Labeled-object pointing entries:
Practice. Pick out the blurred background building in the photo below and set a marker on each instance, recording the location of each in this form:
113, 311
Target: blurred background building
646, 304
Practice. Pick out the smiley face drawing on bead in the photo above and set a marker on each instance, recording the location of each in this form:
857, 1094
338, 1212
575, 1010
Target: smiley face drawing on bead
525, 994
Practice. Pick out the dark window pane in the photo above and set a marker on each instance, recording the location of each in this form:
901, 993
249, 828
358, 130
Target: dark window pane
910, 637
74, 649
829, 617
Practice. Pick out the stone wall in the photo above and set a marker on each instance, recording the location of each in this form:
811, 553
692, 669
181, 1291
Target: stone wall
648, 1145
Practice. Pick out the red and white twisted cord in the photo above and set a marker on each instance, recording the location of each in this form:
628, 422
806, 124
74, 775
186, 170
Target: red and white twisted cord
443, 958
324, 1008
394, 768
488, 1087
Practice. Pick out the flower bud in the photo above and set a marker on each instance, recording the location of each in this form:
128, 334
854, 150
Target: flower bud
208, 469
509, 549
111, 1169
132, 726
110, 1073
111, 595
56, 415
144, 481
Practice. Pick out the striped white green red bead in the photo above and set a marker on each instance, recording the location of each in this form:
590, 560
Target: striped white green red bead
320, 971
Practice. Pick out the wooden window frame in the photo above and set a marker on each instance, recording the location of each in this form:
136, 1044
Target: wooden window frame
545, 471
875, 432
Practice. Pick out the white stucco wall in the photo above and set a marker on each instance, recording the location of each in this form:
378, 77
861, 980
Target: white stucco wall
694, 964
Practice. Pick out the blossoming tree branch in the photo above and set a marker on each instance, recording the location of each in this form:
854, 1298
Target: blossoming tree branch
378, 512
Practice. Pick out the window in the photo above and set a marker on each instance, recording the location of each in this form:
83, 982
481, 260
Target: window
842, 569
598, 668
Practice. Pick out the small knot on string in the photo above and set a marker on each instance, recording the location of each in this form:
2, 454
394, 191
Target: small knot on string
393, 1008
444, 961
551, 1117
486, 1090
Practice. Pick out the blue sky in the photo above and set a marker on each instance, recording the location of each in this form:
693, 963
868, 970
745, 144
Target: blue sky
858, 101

§ **DIRECTIONS**
Please retype, word for word, the lines starting at the one that contains "Practice. Pick out the striped" and ending at the last line of the entries, both ends included.

§ **RESULT**
Practice. Pick out the striped white green red bead in the photo above and set a marker on each instance, recording the location of each in this form:
590, 560
Target: striped white green red bead
320, 971
Practice. Pick out the wooden window frame in the photo above and set a marker on each instance, recording the location of each in this form:
136, 1044
Target: wooden window frame
545, 471
875, 432
Practice. Pick out the white stucco wall in the photo above and set a marker on each instance, recording the location of each in this form:
378, 77
861, 980
Target: white stucco wall
694, 964
Practice. Pick out the blossoming tree branch in the photo above and set a marker on each instance, recording the location of each in this form:
854, 1298
Target: blossoming tree branch
378, 512
Practice. Pick out the window in the photo above and set a marker on each instance, recording the location of each in this form:
83, 982
481, 260
Target: window
842, 569
598, 668
Practice. Pick out the small knot on string in the photo above and set a marker on each instance, recording the location of each in this form:
2, 454
394, 191
Target: small knot on string
393, 1008
444, 961
551, 1117
486, 1090
Practice. Pick out the blue sky in the photo above and set a marker on each instance, recording the location of each in this form:
693, 963
868, 970
745, 144
Target: blue sky
858, 101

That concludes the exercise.